§ **Stated goal**
Which lines in the records below contain the word "face"? Collect each of those lines and copy it out.
#### Records shown ####
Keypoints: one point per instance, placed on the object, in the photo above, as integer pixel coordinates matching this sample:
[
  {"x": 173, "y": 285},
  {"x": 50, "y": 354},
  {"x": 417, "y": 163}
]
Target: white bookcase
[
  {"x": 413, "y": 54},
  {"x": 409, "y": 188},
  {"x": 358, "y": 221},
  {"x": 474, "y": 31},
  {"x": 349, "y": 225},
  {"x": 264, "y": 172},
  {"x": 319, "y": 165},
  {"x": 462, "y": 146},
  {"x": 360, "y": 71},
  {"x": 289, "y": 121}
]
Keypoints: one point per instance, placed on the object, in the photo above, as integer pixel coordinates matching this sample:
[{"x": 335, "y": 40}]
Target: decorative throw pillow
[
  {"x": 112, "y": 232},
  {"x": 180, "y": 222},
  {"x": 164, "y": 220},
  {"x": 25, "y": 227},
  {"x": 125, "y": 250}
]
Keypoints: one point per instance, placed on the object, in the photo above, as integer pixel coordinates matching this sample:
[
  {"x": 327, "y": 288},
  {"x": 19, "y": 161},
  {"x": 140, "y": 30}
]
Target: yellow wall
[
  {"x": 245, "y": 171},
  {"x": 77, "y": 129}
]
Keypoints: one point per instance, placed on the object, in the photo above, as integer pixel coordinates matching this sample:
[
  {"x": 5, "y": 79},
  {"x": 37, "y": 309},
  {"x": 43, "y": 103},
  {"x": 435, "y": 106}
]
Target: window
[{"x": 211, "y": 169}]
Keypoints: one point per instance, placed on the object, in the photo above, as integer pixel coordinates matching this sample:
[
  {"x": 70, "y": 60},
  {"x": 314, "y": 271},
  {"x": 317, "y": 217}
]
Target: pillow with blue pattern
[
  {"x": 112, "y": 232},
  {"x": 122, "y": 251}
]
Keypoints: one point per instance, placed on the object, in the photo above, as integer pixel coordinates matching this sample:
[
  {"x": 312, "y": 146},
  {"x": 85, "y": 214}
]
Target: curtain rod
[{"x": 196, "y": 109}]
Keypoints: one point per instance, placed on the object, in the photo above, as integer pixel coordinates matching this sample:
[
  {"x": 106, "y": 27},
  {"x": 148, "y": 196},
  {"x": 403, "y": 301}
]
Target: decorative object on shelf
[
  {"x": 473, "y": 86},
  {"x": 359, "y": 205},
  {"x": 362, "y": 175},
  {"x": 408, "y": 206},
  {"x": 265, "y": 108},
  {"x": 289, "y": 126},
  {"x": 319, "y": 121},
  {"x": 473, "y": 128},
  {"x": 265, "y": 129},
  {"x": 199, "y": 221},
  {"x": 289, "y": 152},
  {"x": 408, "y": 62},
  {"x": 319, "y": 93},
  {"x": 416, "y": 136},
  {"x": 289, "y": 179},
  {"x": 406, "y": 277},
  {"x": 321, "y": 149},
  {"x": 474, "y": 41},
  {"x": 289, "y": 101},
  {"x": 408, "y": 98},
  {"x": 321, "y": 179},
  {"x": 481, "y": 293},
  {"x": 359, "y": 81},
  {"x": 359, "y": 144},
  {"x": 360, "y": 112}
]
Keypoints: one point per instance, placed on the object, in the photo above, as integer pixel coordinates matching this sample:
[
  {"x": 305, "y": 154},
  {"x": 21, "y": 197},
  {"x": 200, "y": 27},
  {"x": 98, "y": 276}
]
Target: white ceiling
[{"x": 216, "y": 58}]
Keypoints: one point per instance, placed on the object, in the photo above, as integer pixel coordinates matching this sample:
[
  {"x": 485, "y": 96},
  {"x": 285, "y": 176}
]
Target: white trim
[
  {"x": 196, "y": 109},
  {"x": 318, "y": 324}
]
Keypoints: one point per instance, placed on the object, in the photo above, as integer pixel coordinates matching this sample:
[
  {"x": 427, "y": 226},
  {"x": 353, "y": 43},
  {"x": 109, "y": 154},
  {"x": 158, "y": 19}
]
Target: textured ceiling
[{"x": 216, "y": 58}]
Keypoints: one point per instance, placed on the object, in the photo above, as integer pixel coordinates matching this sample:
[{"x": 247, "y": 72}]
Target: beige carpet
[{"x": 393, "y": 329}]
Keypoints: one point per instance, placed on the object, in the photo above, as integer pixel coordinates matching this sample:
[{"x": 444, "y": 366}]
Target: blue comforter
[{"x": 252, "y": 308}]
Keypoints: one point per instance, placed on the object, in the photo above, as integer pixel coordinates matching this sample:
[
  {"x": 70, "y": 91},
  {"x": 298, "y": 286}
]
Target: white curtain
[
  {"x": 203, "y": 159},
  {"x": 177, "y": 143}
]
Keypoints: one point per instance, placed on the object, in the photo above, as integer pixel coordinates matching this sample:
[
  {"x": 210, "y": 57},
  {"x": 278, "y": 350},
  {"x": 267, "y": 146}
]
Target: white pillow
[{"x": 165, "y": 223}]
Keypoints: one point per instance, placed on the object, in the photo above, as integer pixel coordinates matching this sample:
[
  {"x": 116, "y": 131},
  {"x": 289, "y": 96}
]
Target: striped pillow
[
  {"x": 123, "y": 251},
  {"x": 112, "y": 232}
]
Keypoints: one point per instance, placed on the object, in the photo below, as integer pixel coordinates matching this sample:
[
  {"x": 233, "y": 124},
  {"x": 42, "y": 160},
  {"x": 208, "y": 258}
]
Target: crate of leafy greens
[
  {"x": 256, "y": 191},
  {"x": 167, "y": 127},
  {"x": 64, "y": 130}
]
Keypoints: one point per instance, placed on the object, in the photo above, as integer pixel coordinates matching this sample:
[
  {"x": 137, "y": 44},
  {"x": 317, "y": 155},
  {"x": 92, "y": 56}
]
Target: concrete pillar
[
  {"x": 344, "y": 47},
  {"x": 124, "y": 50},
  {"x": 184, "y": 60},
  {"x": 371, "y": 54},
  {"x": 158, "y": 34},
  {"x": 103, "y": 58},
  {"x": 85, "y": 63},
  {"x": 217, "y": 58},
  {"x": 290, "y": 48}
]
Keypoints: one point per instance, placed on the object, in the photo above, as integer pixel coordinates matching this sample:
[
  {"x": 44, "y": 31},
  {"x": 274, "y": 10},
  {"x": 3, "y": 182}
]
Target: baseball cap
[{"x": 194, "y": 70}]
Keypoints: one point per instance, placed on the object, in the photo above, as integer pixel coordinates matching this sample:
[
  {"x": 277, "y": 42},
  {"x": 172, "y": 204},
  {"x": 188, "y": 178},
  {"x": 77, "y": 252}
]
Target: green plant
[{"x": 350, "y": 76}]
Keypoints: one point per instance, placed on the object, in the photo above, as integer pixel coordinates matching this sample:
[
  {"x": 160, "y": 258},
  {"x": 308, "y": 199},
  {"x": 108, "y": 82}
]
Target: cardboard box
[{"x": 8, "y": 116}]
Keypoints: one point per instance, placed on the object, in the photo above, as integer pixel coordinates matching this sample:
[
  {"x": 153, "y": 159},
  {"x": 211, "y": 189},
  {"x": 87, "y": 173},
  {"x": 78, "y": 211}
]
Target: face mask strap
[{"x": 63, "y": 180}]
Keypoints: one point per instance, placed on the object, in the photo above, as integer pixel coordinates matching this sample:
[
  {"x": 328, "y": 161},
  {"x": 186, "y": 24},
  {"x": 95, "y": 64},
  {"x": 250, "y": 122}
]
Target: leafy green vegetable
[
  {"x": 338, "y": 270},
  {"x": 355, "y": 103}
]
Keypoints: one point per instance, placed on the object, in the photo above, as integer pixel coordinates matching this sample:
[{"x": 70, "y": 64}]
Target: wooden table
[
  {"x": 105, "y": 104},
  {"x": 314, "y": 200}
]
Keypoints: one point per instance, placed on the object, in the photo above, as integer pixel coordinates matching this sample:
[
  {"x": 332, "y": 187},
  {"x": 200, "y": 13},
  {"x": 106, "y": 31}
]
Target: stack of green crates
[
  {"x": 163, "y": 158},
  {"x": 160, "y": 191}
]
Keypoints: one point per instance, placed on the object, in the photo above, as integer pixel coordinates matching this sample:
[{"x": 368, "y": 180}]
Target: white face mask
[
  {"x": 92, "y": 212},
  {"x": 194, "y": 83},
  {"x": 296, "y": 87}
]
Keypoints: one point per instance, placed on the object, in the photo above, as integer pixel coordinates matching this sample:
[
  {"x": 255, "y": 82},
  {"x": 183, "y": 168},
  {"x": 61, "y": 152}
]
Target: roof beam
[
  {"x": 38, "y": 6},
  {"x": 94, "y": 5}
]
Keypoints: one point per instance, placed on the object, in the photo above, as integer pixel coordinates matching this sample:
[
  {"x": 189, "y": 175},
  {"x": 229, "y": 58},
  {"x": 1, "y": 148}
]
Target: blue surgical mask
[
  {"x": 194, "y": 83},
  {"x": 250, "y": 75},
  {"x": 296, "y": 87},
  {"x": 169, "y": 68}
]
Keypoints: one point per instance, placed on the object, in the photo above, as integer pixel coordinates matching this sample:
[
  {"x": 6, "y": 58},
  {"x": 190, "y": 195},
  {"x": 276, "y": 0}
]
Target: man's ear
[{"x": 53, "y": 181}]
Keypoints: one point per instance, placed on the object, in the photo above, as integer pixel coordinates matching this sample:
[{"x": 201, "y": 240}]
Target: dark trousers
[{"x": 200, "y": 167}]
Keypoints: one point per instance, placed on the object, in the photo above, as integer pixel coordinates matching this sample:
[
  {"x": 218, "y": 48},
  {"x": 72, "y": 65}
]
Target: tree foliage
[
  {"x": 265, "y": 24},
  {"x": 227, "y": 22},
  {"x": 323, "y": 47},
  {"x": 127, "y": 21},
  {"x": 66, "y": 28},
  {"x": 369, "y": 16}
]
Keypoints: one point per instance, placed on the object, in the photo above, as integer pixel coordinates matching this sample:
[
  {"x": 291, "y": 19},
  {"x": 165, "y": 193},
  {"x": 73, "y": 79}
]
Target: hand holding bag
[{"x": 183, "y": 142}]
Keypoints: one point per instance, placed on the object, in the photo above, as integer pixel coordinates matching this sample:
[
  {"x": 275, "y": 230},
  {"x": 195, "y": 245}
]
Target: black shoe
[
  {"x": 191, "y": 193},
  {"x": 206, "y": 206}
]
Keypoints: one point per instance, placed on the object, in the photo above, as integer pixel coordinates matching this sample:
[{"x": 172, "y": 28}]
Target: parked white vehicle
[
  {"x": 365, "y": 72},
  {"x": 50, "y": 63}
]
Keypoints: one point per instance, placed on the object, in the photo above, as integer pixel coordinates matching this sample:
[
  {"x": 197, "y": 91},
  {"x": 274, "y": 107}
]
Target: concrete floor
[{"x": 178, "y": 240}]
####
§ **Result below**
Target: face mask strap
Target: white face mask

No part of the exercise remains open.